Tareas por hacer:
[1] Según el hilo sobre Chan Chan, ¿son ciertas estas afirmaciones? Responde sí o no a cada una y cita las palabras del hilo que lo deciden. (a) Tacaynamo fue el primer soberano de Chan Chan. (b) Los Chimus adoraban sobre todo al sol. (c) Los altorrelieves de los muros se hicieron con moldes.
[2] Copia tal cual del hilo sobre Chan Chan el tramo desde "Los principales dioses" hasta "(Aug 5, 2005)".

Texto para leer:
######

# Ciudadela de Chan Chan, La Gran Capital del Reyno Chimu



## AC78 (Sep 27, 2005)

*Ciudadela de Chan Chan, La Gran Capital del Reino Chimu*

_Un Poquito de historia...._

Chan Chan fue la capital del reino Chimu. Desde fines de los años 600 d.C., y comienzos del 700 d.C., en la costa norte del Perú, surgen nuevos modelos de ciudades, donde la estructura principal no fue únicamente una pirámide ceremonial, sino una gran cantidad de cuartos y edificios cercados por grandes muros, que acompañan a ésta como la parte más importante del asentamiento
Tacaynamo fue el primer soberano de Chan Chan, la ciudad más importante de Chimú. Tuvo un hijo llamado Guacricaur, y éste, uno al que llamó Ñancempinco. Fueron diez los reyes de esta dinastía. El último, Minchancaman fue derrotado por los Incas.
Los principales dioses adorados por los Chimus fueron el mar y la luna.
Se dedicaron a la manufactura de textiles, madera, orfebrería en oro y plata.
Chan Chan es una de las principales fuentes de conocimiento del pasado peruano.
Uno de los detalles que más admiran los actuales visitantes es la gran belleza, variedad y cantidad de muros decorados con altorrelieves. Estos fueron hechos con moldes y decoraron las paredes de patios, audiencias y corredores, al interior de las ciudadelas. Los motivos decorativos más comunes fueron las conbinaciones geométricas, pero también son comunes las representaciones de peces y aves.

Fotitos....


----------



## Libidito (Aug 5, 2005)

Espectacular, gran belleza de Chan Chan destino infaltable en un viaje turistico a Trujillo. Gracias por compartir las fotos ACT8 estan grandiosas.


----------



## dlHC84 (Aug 15, 2005)

######

Entradas de una colección de etiquetado
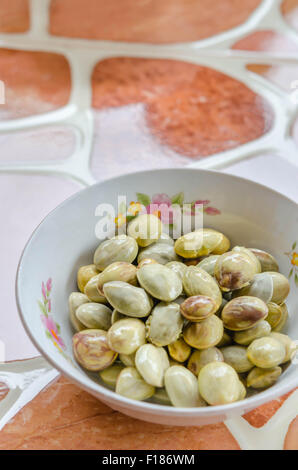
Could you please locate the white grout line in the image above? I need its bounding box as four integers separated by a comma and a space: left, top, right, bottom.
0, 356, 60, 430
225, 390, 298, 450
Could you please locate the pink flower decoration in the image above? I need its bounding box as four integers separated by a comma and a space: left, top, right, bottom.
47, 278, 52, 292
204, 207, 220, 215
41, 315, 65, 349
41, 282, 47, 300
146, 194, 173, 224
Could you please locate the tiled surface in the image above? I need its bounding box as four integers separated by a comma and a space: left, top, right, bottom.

######

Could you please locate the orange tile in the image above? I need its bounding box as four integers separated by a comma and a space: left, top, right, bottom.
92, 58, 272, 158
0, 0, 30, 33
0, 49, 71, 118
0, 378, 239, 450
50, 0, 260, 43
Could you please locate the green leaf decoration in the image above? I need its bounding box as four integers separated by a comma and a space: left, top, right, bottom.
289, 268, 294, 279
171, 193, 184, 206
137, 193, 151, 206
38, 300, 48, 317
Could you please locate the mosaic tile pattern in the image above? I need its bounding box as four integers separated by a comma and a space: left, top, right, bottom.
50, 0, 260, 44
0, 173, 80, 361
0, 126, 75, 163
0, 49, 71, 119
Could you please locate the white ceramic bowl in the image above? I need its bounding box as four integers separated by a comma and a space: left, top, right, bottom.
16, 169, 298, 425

######

Resultados esperados:
[1]
(a) Sí: "Tacaynamo fue el primer soberano de Chan Chan".
(b) No: "Los principales dioses adorados por los Chimus fueron el mar y la luna."
(c) Sí: "Estos fueron hechos con moldes".

[2]
Los principales dioses adorados por los Chimus fueron el mar y la luna.
Se dedicaron a la manufactura de textiles, madera, orfebrería en oro y plata.
Chan Chan es una de las principales fuentes de conocimiento del pasado peruano.
Uno de los detalles que más admiran los actuales visitantes es la gran belleza, variedad y cantidad de muros decorados con altorrelieves. Estos fueron hechos con moldes y decoraron las paredes de patios, audiencias y corredores, al interior de las ciudadelas. Los motivos decorativos más comunes fueron las conbinaciones geométricas, pero también son comunes las representaciones de peces y aves.

Fotitos....


----------



## Libidito (Aug 5, 2005)